* BEGIN Information shown *
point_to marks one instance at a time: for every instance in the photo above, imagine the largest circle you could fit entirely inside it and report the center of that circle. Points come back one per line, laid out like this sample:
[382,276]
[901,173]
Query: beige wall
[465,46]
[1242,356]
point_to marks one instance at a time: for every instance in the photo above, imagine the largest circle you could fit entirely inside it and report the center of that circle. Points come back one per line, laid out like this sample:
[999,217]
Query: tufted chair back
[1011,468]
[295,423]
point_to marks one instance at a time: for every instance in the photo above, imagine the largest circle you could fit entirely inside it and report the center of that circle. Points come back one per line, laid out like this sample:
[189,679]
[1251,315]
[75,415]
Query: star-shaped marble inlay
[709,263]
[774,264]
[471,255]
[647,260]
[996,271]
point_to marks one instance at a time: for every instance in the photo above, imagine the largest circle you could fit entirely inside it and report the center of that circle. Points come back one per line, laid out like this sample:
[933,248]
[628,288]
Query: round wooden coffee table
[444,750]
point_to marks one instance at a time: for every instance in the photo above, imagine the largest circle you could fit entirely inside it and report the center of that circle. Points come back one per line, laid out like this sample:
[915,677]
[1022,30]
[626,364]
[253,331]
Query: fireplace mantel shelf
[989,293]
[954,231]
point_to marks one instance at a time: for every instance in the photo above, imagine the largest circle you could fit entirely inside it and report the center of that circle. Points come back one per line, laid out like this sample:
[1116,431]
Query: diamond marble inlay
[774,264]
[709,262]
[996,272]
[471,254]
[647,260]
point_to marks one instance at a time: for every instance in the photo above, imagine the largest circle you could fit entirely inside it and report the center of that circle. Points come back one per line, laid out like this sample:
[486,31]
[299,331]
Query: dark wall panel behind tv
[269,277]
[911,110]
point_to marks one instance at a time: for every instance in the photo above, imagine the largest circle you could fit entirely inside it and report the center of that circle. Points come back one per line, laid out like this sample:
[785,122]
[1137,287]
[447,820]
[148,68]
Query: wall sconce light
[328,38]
* END Information shown *
Task goal –
From the lines above, keep only those that contain the string "inlay" and copy each one out in full.

Exercise solution –
Query: star-shaped marble inlay
Query: diamond marble inlay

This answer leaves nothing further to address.